(Outline items for labeled areas)
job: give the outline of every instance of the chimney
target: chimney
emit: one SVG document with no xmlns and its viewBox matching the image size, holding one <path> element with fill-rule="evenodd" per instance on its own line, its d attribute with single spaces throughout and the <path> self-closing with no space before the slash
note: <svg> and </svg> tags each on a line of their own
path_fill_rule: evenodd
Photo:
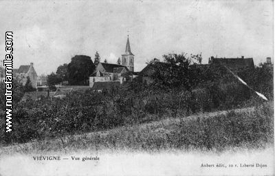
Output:
<svg viewBox="0 0 275 176">
<path fill-rule="evenodd" d="M 271 58 L 270 57 L 267 57 L 267 64 L 271 64 Z"/>
</svg>

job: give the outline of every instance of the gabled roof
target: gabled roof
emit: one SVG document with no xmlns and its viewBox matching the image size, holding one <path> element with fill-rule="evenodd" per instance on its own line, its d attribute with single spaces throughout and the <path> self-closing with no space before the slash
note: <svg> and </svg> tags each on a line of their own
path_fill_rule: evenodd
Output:
<svg viewBox="0 0 275 176">
<path fill-rule="evenodd" d="M 50 91 L 50 96 L 52 96 L 54 91 Z M 25 93 L 24 96 L 21 98 L 21 101 L 25 101 L 28 98 L 32 100 L 38 100 L 41 98 L 47 97 L 47 91 L 28 91 Z"/>
<path fill-rule="evenodd" d="M 106 72 L 113 73 L 114 68 L 124 67 L 126 71 L 129 71 L 127 67 L 118 64 L 100 63 Z"/>
<path fill-rule="evenodd" d="M 151 76 L 153 73 L 155 73 L 155 69 L 157 67 L 165 69 L 165 68 L 170 66 L 170 65 L 168 63 L 162 62 L 155 62 L 153 64 L 147 65 L 147 66 L 146 66 L 141 72 L 140 72 L 138 74 L 142 76 Z"/>
<path fill-rule="evenodd" d="M 27 74 L 30 70 L 30 65 L 21 65 L 16 72 L 18 74 Z"/>
<path fill-rule="evenodd" d="M 72 90 L 73 89 L 73 88 L 68 88 L 68 89 L 65 89 L 65 88 L 58 88 L 56 89 L 56 91 L 54 92 L 54 96 L 65 96 L 66 94 L 70 93 L 72 91 Z"/>
</svg>

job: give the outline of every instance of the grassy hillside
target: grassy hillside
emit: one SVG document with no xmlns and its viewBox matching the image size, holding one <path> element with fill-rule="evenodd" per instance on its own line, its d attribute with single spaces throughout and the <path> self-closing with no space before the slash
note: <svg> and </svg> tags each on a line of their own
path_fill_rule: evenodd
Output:
<svg viewBox="0 0 275 176">
<path fill-rule="evenodd" d="M 274 144 L 273 102 L 251 108 L 206 113 L 105 131 L 67 135 L 3 147 L 0 154 L 78 150 L 157 151 L 265 148 Z"/>
</svg>

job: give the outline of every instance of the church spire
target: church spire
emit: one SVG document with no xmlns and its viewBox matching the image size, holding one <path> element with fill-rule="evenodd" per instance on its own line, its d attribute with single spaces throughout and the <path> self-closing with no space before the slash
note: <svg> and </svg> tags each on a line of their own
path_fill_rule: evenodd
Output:
<svg viewBox="0 0 275 176">
<path fill-rule="evenodd" d="M 129 35 L 127 35 L 127 43 L 126 44 L 125 54 L 126 54 L 133 55 L 133 53 L 131 52 L 130 42 L 129 42 Z"/>
</svg>

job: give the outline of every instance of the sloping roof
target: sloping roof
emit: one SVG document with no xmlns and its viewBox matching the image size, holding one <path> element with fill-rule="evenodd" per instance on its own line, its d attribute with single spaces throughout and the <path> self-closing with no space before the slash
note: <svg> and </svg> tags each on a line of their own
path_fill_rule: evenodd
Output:
<svg viewBox="0 0 275 176">
<path fill-rule="evenodd" d="M 54 96 L 61 96 L 61 95 L 65 96 L 67 94 L 70 93 L 72 89 L 73 89 L 73 88 L 69 88 L 69 89 L 58 88 L 54 92 Z"/>
<path fill-rule="evenodd" d="M 129 40 L 129 37 L 127 37 L 127 43 L 126 44 L 125 54 L 131 54 L 133 56 L 133 53 L 131 52 L 130 42 Z"/>
<path fill-rule="evenodd" d="M 113 73 L 113 69 L 118 68 L 118 67 L 124 67 L 126 71 L 129 71 L 127 67 L 123 66 L 121 65 L 112 64 L 112 63 L 101 63 L 101 64 L 102 64 L 103 68 L 105 69 L 106 72 Z"/>
<path fill-rule="evenodd" d="M 124 67 L 113 68 L 113 73 L 120 74 Z"/>
<path fill-rule="evenodd" d="M 214 58 L 209 60 L 210 64 L 223 65 L 231 69 L 243 67 L 254 68 L 253 58 Z"/>
<path fill-rule="evenodd" d="M 19 74 L 27 74 L 28 72 L 29 72 L 30 65 L 20 65 L 19 68 L 16 71 L 17 73 Z"/>
<path fill-rule="evenodd" d="M 108 81 L 108 82 L 95 82 L 94 83 L 93 90 L 111 89 L 113 87 L 120 87 L 119 81 Z"/>
</svg>

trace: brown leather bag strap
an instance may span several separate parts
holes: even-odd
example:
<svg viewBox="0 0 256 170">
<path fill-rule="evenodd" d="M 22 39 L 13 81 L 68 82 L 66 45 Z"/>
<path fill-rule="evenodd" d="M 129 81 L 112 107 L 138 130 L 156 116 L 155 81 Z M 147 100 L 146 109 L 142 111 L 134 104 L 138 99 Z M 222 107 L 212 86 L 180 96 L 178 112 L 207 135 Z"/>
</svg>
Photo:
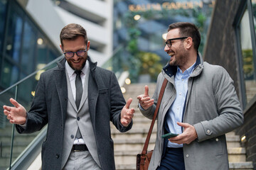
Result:
<svg viewBox="0 0 256 170">
<path fill-rule="evenodd" d="M 167 81 L 168 81 L 167 79 L 164 79 L 164 82 L 163 82 L 163 85 L 162 85 L 162 86 L 161 88 L 160 94 L 159 94 L 159 98 L 158 98 L 158 101 L 157 101 L 156 107 L 156 109 L 155 109 L 155 111 L 154 111 L 154 117 L 153 117 L 153 119 L 152 119 L 152 122 L 151 122 L 151 124 L 150 125 L 150 128 L 149 128 L 148 135 L 146 136 L 146 142 L 145 142 L 144 146 L 143 149 L 142 149 L 142 156 L 146 155 L 146 154 L 147 148 L 148 148 L 149 143 L 149 139 L 150 139 L 151 135 L 152 133 L 154 124 L 154 123 L 156 121 L 157 113 L 158 113 L 158 110 L 159 109 L 160 103 L 161 103 L 161 99 L 163 98 L 164 89 L 165 89 L 165 88 L 166 86 Z"/>
</svg>

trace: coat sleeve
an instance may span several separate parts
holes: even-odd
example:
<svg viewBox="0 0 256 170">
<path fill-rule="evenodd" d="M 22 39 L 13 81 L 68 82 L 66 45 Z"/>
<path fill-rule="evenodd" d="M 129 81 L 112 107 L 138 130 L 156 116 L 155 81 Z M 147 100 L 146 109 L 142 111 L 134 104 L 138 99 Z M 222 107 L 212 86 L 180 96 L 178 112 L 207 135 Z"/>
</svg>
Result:
<svg viewBox="0 0 256 170">
<path fill-rule="evenodd" d="M 121 111 L 125 104 L 126 102 L 118 84 L 117 79 L 114 74 L 112 73 L 110 77 L 110 120 L 121 132 L 124 132 L 130 130 L 133 123 L 132 120 L 127 127 L 124 127 L 120 122 Z"/>
<path fill-rule="evenodd" d="M 16 130 L 19 133 L 32 133 L 41 130 L 48 123 L 45 100 L 46 89 L 43 75 L 43 74 L 41 74 L 36 86 L 31 109 L 27 112 L 26 128 L 16 125 Z"/>
<path fill-rule="evenodd" d="M 212 77 L 213 90 L 218 116 L 193 125 L 198 142 L 224 135 L 243 123 L 243 115 L 233 81 L 222 67 Z"/>
</svg>

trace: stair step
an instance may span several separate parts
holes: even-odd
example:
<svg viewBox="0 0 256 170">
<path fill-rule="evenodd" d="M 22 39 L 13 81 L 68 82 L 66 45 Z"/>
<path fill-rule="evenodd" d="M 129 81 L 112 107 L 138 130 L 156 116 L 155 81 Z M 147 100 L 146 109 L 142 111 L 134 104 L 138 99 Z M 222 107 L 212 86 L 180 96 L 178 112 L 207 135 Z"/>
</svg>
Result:
<svg viewBox="0 0 256 170">
<path fill-rule="evenodd" d="M 229 162 L 230 170 L 253 170 L 252 162 Z M 134 164 L 118 164 L 116 162 L 117 170 L 134 170 L 136 169 L 136 160 Z"/>
<path fill-rule="evenodd" d="M 229 162 L 229 167 L 230 170 L 253 170 L 253 163 L 252 162 Z"/>
</svg>

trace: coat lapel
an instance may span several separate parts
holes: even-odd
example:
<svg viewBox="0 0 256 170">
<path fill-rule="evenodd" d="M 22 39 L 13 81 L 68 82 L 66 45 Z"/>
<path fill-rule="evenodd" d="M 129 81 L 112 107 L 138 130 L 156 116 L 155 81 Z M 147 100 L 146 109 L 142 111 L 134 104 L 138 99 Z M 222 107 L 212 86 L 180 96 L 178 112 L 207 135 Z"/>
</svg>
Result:
<svg viewBox="0 0 256 170">
<path fill-rule="evenodd" d="M 65 58 L 64 58 L 65 59 Z M 67 79 L 65 76 L 65 60 L 62 60 L 60 63 L 58 63 L 59 69 L 56 69 L 53 72 L 55 77 L 55 83 L 56 85 L 56 89 L 60 103 L 60 109 L 61 109 L 61 117 L 63 123 L 65 123 L 67 113 L 67 102 L 68 102 L 68 86 L 67 86 Z M 63 64 L 64 63 L 64 64 Z"/>
</svg>

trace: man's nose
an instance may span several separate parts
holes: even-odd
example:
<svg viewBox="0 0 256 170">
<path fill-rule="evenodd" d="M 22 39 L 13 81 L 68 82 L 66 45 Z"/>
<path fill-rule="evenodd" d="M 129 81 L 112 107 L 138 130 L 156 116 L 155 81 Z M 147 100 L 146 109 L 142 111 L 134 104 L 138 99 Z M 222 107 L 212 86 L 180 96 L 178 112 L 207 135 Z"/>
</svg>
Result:
<svg viewBox="0 0 256 170">
<path fill-rule="evenodd" d="M 167 45 L 166 45 L 166 46 L 164 46 L 164 51 L 165 51 L 165 52 L 168 52 L 169 50 L 170 50 L 170 47 L 168 47 Z"/>
</svg>

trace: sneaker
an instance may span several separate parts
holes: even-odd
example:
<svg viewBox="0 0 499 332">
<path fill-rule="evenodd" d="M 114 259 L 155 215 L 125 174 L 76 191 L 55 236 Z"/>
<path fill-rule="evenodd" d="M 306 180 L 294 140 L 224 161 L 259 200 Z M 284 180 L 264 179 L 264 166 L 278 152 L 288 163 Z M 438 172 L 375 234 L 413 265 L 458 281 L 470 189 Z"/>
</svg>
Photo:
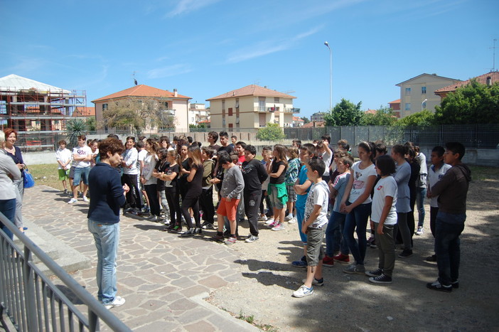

● Goal:
Can you express every line from the one containing "trace: coat lapel" through the end of the rows, both ends included, as a Markdown table with the columns Number and Line? Leave out blank lines and the pictures.

● Answer to the task:
| Number | Line |
|---|---|
| 1 | trace: coat lapel |
| 2 | an instance may span several separate parts |
| 3 | holes: even-odd |
| 4 | example: |
| 5 | <svg viewBox="0 0 256 170"> |
| 6 | <path fill-rule="evenodd" d="M 22 39 L 13 81 L 68 82 L 66 45 Z"/> |
| 7 | <path fill-rule="evenodd" d="M 129 81 L 112 107 L 138 130 L 156 116 L 155 81 Z M 147 100 L 146 109 L 142 111 L 134 104 L 138 99 Z M 222 107 L 212 86 L 180 96 L 178 112 L 207 135 Z"/> |
| 8 | </svg> |
| 9 | Result: |
| 10 | <svg viewBox="0 0 256 170"> |
| 11 | <path fill-rule="evenodd" d="M 65 58 L 64 58 L 65 59 Z M 67 79 L 65 76 L 65 60 L 62 60 L 60 63 L 58 63 L 59 69 L 56 69 L 53 72 L 55 77 L 55 83 L 56 85 L 56 89 L 60 103 L 60 109 L 61 109 L 61 117 L 63 123 L 65 123 L 67 113 L 67 102 L 68 102 L 68 86 L 67 86 Z M 63 64 L 64 63 L 64 64 Z"/> |
| 12 | </svg> |
| 13 | trace: man's nose |
| 14 | an instance may span several separate parts |
| 15 | holes: even-odd |
| 16 | example: |
| 17 | <svg viewBox="0 0 256 170"> |
| 18 | <path fill-rule="evenodd" d="M 22 39 L 13 81 L 68 82 L 66 45 Z"/> |
| 19 | <path fill-rule="evenodd" d="M 129 81 L 112 107 L 138 130 L 156 116 L 155 81 Z M 147 100 L 146 109 L 142 111 L 134 104 L 138 99 Z M 222 107 L 212 86 L 180 96 L 178 112 L 207 135 Z"/> |
| 20 | </svg> |
| 21 | Result: |
| 22 | <svg viewBox="0 0 256 170"> |
| 23 | <path fill-rule="evenodd" d="M 167 45 L 166 45 L 166 46 L 164 46 L 164 51 L 165 51 L 165 52 L 168 52 L 169 50 L 170 50 L 170 47 L 168 47 Z"/> |
| 24 | </svg> |
| 25 | trace: sneaker |
| 26 | an instance may span several separate parts |
| 27 | holes: even-odd |
| 28 | example: |
| 29 | <svg viewBox="0 0 499 332"> |
| 30 | <path fill-rule="evenodd" d="M 114 259 L 155 215 L 125 174 L 76 191 L 55 236 Z"/> |
| 31 | <path fill-rule="evenodd" d="M 306 180 L 294 140 L 224 161 L 259 200 Z M 284 180 L 264 179 L 264 166 L 278 152 L 288 163 Z M 438 172 L 375 234 L 413 265 L 458 281 L 470 189 Z"/> |
| 32 | </svg> |
| 33 | Photo: |